**Exercise material:**

+++++

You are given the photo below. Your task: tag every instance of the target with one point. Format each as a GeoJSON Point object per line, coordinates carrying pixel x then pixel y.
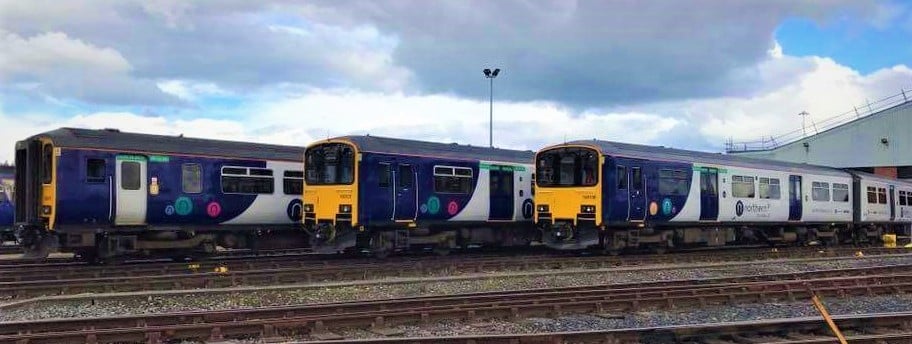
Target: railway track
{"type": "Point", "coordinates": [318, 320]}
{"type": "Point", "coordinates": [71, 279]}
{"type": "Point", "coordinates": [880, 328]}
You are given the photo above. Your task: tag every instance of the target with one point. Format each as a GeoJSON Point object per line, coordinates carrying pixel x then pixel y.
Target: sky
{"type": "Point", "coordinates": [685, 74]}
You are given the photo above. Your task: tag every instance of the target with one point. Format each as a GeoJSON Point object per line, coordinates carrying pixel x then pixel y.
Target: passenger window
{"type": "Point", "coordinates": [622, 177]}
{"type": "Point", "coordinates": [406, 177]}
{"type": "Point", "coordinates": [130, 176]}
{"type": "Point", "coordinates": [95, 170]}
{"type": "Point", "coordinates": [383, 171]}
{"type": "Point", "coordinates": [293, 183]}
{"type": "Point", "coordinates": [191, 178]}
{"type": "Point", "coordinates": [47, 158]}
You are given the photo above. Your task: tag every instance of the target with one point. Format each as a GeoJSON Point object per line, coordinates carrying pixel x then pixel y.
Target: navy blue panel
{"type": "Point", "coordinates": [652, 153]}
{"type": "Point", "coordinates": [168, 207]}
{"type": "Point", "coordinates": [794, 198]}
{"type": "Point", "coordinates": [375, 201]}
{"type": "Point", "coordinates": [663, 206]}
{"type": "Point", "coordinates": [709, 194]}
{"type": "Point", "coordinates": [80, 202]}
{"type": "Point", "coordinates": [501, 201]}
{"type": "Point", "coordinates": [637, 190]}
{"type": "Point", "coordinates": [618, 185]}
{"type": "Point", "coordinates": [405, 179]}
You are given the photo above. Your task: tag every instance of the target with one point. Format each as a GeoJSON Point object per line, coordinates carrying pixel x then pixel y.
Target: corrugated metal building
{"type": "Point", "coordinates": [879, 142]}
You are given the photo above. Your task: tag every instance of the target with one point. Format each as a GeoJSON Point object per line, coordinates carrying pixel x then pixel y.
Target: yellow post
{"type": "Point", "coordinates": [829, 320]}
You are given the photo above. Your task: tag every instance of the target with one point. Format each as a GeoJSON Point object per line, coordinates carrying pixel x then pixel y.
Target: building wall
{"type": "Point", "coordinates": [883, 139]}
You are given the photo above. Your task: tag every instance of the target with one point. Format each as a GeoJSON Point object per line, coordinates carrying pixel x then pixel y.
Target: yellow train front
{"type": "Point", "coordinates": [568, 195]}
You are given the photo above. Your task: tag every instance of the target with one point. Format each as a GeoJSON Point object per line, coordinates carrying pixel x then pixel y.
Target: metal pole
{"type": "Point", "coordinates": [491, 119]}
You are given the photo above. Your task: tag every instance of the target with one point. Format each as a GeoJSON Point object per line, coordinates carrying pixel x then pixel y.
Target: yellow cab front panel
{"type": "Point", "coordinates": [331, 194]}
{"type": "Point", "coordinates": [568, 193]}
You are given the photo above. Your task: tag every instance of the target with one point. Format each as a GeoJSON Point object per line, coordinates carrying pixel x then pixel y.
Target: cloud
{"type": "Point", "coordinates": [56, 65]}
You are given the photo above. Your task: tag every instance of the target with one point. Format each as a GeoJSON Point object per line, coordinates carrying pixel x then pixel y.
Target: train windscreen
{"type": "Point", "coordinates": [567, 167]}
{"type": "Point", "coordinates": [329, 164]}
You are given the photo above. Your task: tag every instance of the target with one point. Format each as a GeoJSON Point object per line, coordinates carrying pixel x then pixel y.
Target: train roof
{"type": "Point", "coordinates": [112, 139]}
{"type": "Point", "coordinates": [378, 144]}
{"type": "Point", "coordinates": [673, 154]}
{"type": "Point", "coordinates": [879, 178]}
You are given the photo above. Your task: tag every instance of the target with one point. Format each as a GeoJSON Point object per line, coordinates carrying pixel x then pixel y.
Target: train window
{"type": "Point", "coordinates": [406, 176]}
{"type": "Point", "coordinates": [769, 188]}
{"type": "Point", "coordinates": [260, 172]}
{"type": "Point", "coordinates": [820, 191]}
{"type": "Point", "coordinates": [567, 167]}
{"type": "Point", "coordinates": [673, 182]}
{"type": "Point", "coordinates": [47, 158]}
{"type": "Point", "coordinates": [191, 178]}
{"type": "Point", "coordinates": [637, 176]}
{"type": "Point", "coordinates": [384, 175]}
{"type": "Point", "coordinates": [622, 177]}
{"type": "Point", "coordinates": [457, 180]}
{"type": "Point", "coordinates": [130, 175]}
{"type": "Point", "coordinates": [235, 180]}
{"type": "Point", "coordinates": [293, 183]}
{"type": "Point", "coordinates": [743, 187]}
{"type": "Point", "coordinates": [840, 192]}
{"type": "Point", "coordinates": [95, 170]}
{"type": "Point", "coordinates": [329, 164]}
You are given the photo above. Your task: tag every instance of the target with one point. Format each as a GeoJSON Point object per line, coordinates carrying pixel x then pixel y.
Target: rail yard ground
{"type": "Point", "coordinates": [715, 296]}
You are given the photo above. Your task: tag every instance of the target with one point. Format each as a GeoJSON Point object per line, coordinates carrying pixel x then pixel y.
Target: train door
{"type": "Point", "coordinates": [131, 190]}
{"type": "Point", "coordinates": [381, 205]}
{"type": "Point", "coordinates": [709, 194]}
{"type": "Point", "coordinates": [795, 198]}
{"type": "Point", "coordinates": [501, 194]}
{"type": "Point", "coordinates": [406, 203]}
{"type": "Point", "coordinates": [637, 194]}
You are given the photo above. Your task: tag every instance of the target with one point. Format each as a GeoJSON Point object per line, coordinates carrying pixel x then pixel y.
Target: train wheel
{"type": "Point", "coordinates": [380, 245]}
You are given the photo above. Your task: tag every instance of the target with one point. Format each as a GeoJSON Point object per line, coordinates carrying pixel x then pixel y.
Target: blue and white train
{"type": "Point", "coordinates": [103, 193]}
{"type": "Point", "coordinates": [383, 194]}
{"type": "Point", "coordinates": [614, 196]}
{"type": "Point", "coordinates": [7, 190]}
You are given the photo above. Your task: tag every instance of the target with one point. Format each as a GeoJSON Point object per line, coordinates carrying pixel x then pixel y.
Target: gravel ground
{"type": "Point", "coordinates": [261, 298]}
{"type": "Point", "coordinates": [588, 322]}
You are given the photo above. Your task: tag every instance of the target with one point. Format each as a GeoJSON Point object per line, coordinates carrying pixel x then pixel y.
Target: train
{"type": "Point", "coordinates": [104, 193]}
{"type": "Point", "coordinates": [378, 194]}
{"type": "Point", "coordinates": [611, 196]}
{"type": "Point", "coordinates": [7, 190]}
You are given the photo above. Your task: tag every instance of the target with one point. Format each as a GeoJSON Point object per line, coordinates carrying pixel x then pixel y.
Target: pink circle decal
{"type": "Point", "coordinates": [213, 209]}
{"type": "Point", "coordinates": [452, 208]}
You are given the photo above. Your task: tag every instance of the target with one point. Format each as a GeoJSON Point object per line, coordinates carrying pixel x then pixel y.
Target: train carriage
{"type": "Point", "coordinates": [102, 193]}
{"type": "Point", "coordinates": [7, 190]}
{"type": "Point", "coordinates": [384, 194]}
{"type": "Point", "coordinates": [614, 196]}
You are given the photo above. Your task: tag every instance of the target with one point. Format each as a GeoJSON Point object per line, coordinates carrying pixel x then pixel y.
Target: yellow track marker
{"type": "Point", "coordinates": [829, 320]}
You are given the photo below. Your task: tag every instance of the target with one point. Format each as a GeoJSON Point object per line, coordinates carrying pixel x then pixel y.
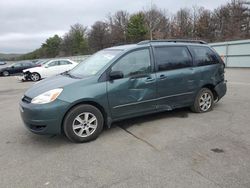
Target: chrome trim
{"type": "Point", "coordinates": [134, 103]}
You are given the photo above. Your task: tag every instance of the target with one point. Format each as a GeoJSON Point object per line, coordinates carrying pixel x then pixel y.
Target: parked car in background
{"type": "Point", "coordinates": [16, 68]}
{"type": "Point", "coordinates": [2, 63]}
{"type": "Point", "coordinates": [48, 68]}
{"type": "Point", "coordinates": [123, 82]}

+++++

**The task:** Please copy out every line of the material above that contains the word "window", keeping those lines in their original order.

**Answer to this problem:**
Target: passenger window
Target: train window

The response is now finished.